**Task goal:** Could you copy word for word the part of the Nairobi housing report that begins at "Kilimani, Westlands, Thindigua" and ends after "a new report."?

**Passage given:**
◇ ◇ ◇ ◇ ◇ ◇ ◇

Kilimani, Westlands, Thindigua best for apartments – report

The report by Cytonn Investments said this is driven by relatively high uptake averaging at 26.6 per cent per year, and good returns ranging from 10.1 per cent to 13.9 percent for apartments/FILE

NAIROBI, Kenya, Jul 7 – Kilimani, Westlands and Thindigua are the best areas for apartment development while Karen, Runda Mumwe and Ruiru are best suited for detached units’ development according to a new report.

The report by Cytonn Investments said this is driven by relatively high uptake averaging at 26.6 per cent per year, and good returns ranging from 10.1 per cent to 13.9 percent for apartments.

Detached units returns range from 8.8 per cent to 11.7 per cent per year with an uptake averaging at 23.8 per cent, and availability of development land, which makes it affordable for developers to invest in these areas.

The report noted that the factors that will continue to drive the residential sector are an attractive demographic profile, increased household incomes, improving infrastructure, and government incentives and initiatives such as the inclusion of Affordable Housing as part of the Big 4 Agenda.

“Incentives such as the 50.0 per cent corporate tax cuts for developers of at least 100 affordable units annually, scrapping of NEMA and NCA fees and provision of public land for development are likely to encourage the involvement of the private sector in provision of Affordable Housing, and thus we are likely to see redirected efforts towards supply for the lower-middle and low-income market segments” said Johnson Denge Senior Manager, Regional Markets at Cytonn.

The key challenges in the sector remain to be increasing land costs, inadequate infrastructure in some areas and limited access to funding in the private sector for both developer and home-buyer financing.

◇ ◇ ◇ ◇ ◇ ◇ ◇

**Given data:**
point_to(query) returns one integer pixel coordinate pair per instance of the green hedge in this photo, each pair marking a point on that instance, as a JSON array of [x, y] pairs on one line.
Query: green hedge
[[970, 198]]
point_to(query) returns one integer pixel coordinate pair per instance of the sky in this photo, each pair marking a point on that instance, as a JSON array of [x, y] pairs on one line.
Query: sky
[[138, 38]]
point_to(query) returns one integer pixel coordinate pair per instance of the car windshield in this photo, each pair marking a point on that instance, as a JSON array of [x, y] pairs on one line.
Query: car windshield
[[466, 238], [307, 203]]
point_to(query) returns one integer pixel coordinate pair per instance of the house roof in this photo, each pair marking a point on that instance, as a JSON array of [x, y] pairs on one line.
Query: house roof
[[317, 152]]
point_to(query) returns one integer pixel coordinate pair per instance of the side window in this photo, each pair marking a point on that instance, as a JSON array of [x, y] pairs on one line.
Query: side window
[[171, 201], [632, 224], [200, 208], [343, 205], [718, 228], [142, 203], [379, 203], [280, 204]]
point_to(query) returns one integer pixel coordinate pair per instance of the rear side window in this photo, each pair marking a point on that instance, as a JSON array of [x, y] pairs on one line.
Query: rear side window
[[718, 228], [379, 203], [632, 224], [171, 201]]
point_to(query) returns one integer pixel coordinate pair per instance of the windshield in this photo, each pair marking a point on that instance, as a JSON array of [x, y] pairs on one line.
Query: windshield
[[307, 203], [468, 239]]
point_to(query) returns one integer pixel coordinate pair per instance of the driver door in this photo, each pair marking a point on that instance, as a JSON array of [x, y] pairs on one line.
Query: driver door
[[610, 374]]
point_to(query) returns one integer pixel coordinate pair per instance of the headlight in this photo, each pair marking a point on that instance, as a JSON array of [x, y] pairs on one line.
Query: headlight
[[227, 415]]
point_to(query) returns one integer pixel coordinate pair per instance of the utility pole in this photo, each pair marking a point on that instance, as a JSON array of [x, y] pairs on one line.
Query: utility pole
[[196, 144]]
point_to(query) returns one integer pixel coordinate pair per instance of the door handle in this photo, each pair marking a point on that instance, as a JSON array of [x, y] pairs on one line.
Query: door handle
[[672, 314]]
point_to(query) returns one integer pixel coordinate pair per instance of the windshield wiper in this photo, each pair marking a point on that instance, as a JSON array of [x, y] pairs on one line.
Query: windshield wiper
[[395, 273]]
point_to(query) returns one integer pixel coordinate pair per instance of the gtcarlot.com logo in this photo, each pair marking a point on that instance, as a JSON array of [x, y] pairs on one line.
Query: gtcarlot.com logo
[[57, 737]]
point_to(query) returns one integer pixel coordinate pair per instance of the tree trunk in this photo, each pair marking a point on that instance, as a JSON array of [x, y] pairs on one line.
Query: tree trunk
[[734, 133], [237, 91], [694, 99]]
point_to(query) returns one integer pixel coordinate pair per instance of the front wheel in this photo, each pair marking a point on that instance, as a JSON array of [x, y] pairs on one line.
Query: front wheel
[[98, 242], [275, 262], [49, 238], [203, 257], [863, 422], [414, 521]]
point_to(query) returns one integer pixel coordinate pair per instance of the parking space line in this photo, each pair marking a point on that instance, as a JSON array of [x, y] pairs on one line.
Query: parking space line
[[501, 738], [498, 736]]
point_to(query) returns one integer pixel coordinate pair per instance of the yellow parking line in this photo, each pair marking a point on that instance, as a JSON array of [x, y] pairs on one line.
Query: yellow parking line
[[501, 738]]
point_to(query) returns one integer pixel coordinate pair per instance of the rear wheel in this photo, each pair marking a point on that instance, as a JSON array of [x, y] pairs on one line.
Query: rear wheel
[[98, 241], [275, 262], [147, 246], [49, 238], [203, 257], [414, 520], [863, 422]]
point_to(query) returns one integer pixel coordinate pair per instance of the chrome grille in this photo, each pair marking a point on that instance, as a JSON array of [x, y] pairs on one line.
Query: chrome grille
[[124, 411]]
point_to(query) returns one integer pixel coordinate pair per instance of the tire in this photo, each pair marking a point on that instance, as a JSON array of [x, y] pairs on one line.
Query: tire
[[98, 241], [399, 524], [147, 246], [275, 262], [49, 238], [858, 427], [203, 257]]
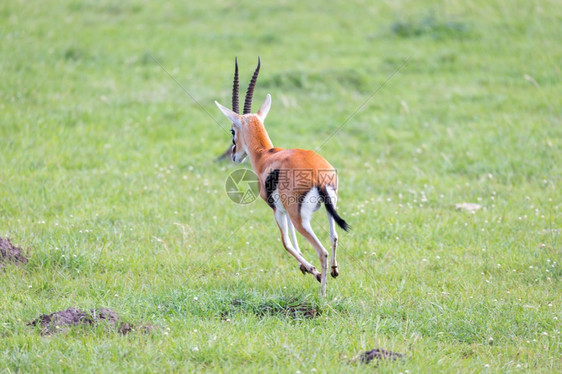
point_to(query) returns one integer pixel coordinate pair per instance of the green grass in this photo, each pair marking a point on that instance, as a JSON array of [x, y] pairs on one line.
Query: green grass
[[108, 182]]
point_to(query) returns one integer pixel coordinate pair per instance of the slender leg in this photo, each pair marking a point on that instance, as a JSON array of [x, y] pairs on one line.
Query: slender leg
[[306, 230], [334, 241], [282, 220], [294, 241]]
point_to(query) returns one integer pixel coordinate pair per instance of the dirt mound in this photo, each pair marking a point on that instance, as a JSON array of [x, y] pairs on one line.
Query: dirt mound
[[378, 354], [64, 319], [9, 252]]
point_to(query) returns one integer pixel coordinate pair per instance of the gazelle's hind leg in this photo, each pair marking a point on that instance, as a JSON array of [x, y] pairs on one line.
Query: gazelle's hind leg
[[308, 207], [295, 242], [333, 235], [334, 241], [283, 223]]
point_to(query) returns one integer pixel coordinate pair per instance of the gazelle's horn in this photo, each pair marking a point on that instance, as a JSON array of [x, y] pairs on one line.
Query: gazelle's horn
[[250, 91], [235, 88]]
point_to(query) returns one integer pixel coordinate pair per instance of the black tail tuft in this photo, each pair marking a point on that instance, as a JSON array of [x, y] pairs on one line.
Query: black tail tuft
[[331, 210]]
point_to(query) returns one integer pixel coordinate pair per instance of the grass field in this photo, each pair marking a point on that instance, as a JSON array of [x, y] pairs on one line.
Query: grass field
[[108, 181]]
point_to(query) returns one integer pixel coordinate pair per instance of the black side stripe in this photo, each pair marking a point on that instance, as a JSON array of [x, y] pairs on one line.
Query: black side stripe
[[271, 185]]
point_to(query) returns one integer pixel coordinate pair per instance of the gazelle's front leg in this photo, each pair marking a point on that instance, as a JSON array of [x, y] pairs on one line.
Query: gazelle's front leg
[[283, 223]]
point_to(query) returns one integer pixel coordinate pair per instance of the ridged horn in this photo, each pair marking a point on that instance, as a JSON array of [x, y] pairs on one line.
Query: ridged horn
[[250, 91], [235, 90]]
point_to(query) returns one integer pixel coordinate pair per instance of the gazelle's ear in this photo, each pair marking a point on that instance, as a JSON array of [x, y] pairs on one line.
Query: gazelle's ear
[[264, 109], [233, 117]]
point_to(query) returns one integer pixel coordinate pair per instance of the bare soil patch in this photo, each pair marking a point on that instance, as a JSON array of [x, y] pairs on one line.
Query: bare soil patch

◇ ◇ ◇ ◇ ◇ ◇ ◇

**Task response:**
Kilimani, Westlands, Thindigua best for apartments – report

The report by Cytonn Investments said this is driven by relatively high uptake averaging at 26.6 per cent per year, and good returns ranging from 10.1 per cent to 13.9 percent for apartments/FILE

NAIROBI, Kenya, Jul 7 – Kilimani, Westlands and Thindigua are the best areas for apartment development while Karen, Runda Mumwe and Ruiru are best suited for detached units’ development according to a new report.